> _Brano di testo_
—————

Certo “non si può fare una rivoluzione portando i guanti di seta” come diceva Stalin, ma almeno i lavoratori devono stare dalla tua parte. Invece quella che vuole portare a compimento Renzi, ad oggi, sembra una battaglia tutta sua. Sono contrari i sindacati – che il premier ha snobbato senza troppi complimenti temendo qualunque momento di confronto -, sono contrari i magistrati, che attraverso l’associazione nazionale di categoria hanno esplicitamente parlato di “affermazioni riguardanti l’azione dell’Anm e il concreto funzionamento degli Uffici giudiziari italiani che non corrispondono alla realtà dei fatti”, riferendosi all’intervento televisivo dell’inquilino di Palazzo Chigi a ”Che tempo che fa”.

—————

> _Dati elencati_

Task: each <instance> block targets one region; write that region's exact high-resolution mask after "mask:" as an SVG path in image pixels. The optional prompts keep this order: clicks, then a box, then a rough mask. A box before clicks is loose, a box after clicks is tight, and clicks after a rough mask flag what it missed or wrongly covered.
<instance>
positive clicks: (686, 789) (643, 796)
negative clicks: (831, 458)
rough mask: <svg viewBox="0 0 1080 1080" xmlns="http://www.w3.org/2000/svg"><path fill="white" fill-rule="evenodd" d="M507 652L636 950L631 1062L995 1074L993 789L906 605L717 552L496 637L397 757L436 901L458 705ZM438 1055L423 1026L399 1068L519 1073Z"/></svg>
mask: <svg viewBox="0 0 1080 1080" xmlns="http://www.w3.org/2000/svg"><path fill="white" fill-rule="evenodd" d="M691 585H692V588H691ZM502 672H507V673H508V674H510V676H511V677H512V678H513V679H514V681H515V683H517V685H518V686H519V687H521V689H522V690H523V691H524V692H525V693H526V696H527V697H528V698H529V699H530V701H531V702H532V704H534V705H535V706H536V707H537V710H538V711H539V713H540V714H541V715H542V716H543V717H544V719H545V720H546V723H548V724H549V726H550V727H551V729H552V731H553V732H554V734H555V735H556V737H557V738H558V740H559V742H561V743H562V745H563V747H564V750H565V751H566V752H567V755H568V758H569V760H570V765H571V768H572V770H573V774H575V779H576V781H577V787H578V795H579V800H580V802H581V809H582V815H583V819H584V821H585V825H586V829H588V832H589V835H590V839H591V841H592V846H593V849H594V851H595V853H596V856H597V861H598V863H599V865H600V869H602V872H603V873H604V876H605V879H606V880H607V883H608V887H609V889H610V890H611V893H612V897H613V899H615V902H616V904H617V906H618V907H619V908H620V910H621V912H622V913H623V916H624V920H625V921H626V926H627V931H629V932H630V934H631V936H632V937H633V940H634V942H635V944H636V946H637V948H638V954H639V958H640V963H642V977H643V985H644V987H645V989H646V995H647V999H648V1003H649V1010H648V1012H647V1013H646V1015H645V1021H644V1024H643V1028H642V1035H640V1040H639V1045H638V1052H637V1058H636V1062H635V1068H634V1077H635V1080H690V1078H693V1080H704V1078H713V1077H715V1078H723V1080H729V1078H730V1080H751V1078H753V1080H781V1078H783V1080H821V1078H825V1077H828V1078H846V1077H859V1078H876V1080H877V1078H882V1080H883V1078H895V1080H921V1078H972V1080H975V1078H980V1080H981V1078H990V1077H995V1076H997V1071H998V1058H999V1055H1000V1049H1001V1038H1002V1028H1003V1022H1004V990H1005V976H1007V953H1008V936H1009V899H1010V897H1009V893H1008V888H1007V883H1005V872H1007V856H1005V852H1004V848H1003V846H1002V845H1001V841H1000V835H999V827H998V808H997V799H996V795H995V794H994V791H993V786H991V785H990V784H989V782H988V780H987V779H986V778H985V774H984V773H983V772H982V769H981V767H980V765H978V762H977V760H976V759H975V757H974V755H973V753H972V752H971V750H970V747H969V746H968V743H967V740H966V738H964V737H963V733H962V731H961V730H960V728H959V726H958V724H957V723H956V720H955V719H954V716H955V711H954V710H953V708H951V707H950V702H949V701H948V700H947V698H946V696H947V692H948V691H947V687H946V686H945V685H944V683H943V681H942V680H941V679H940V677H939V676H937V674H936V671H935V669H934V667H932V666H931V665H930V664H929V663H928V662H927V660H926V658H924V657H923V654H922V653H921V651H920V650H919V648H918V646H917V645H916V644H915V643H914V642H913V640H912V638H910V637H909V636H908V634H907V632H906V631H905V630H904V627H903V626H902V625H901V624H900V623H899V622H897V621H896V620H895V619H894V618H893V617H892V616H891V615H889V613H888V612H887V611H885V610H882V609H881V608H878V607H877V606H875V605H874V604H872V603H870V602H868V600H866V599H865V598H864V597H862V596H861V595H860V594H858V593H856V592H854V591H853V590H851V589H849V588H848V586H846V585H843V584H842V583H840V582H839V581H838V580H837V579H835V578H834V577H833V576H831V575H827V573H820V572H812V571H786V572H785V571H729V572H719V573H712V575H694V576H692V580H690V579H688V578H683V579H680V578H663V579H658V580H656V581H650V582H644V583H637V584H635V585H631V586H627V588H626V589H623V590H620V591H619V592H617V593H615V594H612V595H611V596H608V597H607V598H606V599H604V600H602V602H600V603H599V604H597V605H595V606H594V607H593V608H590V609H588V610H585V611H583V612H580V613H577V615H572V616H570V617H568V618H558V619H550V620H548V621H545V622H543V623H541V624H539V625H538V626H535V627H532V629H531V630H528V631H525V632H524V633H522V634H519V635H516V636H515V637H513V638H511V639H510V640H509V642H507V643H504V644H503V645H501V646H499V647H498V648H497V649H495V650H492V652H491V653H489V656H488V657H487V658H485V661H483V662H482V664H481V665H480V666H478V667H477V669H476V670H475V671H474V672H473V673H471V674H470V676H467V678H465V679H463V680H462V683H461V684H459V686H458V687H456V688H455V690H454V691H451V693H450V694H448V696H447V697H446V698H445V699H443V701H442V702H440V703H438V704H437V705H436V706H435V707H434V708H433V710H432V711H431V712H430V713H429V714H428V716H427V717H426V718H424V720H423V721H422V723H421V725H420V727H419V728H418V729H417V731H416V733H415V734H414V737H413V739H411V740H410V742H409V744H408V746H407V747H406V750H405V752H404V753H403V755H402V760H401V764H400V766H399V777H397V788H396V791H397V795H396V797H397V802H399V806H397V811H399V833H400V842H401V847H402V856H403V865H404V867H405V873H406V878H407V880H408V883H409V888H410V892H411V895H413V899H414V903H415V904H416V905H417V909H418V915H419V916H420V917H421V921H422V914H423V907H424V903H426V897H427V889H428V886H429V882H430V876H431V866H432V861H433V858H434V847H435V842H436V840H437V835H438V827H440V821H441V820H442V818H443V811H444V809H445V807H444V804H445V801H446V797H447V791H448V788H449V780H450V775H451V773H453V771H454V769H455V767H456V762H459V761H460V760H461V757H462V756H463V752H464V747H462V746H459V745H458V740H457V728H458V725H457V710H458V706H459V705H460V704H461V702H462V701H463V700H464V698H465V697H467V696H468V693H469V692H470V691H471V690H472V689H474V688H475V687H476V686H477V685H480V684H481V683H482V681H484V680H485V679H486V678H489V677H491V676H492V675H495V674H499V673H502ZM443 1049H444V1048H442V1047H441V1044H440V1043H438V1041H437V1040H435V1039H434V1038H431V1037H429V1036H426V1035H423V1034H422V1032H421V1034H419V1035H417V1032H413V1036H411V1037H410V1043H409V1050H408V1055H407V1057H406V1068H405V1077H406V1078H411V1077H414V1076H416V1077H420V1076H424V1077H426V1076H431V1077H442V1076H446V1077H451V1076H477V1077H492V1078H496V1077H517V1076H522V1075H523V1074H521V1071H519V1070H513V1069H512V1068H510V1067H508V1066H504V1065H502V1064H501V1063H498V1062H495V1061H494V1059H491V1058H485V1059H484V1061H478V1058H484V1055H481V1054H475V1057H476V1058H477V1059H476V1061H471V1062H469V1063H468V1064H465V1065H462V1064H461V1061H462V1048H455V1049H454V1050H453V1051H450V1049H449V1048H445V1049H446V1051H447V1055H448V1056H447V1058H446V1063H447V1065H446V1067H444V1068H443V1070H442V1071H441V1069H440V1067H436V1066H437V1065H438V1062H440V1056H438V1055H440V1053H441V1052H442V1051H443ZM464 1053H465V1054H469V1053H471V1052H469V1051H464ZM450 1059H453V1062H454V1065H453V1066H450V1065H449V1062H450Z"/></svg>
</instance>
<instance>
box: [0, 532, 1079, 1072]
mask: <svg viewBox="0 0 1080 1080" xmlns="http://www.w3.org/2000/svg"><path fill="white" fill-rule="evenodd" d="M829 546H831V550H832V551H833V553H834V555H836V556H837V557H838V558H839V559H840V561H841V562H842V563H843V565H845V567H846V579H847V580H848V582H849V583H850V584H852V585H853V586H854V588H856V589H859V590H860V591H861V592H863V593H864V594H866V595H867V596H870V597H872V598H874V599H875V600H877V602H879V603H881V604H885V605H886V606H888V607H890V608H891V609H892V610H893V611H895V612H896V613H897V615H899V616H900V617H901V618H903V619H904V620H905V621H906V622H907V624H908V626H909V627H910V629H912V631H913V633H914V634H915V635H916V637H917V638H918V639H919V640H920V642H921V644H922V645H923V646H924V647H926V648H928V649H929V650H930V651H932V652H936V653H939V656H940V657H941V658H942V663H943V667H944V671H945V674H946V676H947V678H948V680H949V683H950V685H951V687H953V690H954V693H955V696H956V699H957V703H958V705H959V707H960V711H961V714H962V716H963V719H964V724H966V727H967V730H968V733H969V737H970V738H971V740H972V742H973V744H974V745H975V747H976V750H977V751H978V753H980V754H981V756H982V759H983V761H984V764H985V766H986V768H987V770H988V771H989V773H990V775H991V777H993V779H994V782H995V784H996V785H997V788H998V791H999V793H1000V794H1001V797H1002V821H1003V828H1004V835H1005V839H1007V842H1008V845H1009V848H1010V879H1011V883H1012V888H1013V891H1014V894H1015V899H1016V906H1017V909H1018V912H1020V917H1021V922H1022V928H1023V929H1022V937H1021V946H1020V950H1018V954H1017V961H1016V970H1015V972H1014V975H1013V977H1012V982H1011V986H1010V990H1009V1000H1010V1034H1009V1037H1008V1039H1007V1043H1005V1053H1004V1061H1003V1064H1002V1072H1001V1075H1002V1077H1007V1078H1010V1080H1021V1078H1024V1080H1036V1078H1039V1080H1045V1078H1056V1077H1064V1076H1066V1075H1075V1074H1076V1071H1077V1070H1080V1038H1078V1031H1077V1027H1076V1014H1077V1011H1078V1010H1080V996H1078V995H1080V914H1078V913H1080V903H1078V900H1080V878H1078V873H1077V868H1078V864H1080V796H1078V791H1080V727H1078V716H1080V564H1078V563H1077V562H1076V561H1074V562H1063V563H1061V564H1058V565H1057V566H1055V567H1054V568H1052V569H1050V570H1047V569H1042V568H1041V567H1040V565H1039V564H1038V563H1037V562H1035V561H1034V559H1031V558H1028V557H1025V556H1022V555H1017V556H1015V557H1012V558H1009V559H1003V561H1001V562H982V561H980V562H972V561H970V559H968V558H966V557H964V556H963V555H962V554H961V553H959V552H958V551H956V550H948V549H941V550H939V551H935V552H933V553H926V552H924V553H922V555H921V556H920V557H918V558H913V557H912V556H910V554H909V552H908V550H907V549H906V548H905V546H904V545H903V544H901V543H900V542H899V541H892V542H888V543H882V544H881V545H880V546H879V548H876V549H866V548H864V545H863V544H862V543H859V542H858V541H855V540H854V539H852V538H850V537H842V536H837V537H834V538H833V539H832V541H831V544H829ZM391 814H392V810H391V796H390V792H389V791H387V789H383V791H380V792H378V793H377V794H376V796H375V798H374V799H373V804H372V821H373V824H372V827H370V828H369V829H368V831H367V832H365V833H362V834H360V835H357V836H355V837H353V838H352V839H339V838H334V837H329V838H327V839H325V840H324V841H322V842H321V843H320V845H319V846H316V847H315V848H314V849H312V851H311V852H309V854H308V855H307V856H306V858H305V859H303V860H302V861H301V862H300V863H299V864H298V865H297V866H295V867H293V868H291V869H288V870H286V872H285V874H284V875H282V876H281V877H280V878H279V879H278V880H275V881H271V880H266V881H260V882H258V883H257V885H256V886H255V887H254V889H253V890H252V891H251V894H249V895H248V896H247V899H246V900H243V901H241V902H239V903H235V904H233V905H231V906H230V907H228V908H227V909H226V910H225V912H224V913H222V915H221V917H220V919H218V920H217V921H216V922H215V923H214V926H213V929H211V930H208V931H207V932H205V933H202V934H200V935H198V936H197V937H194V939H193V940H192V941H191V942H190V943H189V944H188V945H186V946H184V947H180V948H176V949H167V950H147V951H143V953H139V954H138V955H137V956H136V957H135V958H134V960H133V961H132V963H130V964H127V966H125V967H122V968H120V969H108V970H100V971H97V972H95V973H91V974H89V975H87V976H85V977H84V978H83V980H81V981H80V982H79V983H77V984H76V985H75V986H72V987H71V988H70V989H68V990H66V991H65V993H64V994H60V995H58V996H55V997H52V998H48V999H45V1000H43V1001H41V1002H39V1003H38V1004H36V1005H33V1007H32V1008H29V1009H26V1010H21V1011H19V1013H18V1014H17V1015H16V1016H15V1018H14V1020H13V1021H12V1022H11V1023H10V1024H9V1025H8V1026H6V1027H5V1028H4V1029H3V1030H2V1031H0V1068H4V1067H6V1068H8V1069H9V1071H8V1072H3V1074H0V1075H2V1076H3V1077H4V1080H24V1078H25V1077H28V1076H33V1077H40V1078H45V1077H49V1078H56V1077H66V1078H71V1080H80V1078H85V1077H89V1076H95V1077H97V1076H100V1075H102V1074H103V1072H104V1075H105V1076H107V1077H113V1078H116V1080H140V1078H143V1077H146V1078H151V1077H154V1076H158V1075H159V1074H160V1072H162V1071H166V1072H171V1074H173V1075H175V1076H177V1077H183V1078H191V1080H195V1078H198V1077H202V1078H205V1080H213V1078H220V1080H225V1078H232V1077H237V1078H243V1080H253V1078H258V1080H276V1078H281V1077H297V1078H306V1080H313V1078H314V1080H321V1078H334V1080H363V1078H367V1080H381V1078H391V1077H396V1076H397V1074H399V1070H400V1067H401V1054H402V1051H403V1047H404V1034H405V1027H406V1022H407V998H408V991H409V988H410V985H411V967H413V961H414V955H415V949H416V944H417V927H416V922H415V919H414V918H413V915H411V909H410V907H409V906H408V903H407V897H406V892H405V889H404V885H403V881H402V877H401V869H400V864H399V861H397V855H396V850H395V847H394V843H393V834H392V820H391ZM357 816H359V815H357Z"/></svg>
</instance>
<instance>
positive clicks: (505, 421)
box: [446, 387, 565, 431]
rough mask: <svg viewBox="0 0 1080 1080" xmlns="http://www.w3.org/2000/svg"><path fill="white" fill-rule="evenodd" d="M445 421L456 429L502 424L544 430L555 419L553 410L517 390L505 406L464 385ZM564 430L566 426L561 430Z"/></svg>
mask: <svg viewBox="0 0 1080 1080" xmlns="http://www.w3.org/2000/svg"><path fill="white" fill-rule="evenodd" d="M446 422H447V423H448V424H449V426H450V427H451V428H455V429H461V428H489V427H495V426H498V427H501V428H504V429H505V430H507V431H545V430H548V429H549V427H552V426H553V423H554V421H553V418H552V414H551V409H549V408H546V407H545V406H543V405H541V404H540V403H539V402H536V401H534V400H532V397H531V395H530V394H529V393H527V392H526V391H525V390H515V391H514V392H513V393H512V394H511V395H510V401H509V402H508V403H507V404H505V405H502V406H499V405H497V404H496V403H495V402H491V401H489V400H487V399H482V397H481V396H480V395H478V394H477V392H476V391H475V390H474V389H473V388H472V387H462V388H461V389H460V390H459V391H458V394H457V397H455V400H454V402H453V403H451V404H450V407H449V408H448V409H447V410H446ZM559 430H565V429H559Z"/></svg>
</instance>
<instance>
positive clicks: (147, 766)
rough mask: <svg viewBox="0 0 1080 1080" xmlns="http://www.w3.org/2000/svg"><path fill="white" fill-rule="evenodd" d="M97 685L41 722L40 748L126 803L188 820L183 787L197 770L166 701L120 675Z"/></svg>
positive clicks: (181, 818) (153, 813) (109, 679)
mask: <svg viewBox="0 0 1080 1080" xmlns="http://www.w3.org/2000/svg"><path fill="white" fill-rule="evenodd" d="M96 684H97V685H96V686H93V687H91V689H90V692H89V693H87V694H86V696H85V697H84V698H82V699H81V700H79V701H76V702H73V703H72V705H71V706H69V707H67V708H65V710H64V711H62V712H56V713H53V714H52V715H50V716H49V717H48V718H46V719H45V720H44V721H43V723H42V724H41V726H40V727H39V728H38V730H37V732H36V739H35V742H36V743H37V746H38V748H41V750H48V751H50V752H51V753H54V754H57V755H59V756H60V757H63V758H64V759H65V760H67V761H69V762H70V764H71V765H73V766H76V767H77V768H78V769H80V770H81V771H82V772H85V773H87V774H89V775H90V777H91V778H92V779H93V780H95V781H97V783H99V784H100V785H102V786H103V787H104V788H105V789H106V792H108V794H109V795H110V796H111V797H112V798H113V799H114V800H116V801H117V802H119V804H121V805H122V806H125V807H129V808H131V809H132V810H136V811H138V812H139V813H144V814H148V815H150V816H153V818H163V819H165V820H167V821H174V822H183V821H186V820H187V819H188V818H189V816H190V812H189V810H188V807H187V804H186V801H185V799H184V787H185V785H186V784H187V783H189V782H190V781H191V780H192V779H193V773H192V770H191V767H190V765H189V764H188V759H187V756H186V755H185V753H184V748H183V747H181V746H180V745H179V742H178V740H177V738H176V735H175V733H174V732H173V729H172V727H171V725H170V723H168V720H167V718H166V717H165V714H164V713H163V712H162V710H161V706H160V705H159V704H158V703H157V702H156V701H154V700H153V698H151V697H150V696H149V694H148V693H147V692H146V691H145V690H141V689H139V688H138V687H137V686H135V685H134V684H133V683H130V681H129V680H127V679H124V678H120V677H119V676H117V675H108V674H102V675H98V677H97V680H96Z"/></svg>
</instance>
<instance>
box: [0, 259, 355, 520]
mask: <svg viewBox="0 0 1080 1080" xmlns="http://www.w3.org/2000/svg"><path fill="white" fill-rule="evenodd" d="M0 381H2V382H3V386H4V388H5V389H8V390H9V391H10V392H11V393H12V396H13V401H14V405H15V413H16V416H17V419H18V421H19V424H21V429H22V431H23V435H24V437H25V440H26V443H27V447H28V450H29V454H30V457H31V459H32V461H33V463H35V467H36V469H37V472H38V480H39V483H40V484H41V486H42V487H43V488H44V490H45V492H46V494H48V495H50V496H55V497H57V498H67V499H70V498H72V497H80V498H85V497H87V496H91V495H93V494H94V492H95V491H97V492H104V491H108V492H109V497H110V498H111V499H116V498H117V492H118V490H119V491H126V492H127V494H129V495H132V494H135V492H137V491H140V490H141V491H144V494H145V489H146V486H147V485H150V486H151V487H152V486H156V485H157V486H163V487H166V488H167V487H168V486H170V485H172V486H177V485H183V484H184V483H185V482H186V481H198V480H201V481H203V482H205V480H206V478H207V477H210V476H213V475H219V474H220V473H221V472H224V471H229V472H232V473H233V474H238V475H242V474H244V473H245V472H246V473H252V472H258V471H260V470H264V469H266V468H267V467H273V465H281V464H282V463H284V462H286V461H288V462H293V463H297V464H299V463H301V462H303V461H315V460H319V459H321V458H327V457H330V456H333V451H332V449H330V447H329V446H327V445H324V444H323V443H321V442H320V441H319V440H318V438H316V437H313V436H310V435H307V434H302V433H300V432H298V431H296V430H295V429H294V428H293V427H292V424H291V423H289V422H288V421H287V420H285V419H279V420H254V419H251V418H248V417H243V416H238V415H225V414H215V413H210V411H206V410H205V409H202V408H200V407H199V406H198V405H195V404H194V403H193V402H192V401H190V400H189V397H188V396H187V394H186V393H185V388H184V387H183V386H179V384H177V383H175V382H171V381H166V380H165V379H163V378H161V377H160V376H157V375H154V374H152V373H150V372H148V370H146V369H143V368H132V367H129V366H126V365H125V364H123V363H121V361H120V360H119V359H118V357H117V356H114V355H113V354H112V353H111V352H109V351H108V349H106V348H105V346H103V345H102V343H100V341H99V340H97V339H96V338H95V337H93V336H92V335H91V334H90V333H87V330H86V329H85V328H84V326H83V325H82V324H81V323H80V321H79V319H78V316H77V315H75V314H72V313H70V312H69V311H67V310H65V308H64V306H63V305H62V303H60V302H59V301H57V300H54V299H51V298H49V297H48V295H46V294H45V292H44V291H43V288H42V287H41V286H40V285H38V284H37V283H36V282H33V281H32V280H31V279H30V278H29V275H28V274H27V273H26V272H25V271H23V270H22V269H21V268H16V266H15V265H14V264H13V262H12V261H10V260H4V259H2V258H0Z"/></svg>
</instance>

—————

> _Istruzioni_
Risponda alle seguenti domande sul brano, una per riga:
(a) A chi viene attribuita la frase sui guanti di seta?
(b) Attraverso quale organismo si sono espressi i magistrati?
(c) In quale trasmissione televisiva è intervenuto l'inquilino di Palazzo Chigi?
I dati non hanno alcun ruolo in questo esercizio.

> _Risposta_
(a) A Stalin.
(b) L'associazione nazionale di categoria, l'Anm.
(c) "Che tempo che fa".